[Coordinate annotation entries]
* * * * * * * * *

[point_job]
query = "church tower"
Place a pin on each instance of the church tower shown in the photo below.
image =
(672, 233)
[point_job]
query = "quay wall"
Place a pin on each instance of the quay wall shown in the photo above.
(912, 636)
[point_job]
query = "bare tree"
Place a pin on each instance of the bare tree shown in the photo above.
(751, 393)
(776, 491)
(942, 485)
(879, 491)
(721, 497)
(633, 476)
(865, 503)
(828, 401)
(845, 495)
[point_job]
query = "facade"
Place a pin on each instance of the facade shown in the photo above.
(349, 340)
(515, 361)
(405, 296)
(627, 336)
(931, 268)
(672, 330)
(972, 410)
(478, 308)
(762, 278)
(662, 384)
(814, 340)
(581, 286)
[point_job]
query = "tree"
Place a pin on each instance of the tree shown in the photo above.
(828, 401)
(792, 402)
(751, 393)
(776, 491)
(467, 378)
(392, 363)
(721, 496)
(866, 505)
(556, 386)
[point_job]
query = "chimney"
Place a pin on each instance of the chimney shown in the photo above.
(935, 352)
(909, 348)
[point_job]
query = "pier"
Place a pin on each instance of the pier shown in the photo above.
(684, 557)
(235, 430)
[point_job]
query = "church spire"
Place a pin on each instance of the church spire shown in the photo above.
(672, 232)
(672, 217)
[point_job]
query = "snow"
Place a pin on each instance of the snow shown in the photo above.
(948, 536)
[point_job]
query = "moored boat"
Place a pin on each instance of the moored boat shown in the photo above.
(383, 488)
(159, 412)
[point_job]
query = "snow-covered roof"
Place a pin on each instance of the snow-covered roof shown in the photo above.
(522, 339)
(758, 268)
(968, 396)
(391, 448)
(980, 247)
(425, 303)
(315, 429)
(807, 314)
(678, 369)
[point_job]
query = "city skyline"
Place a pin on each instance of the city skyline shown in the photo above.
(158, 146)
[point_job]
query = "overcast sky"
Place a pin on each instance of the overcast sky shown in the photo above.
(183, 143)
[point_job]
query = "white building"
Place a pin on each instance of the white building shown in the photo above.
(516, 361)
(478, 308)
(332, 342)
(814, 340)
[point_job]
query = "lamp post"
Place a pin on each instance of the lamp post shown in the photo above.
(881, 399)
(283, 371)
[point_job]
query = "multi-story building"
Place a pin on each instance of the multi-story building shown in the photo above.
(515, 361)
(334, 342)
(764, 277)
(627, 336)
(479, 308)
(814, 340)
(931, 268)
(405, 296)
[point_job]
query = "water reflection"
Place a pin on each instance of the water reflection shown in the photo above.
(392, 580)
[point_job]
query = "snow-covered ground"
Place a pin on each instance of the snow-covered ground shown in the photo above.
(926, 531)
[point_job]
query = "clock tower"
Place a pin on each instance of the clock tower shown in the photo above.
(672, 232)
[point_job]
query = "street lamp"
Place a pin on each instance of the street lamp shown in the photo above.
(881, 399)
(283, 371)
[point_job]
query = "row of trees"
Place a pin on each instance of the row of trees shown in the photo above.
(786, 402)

* * * * * * * * *

__What to produce__.
Pull out every line in the entries above that contains the string "skyline". Matching is case-sensitive.

__Task response__.
query = "city skyline"
Place a pin on each instance of the city skyline shown in the photo above.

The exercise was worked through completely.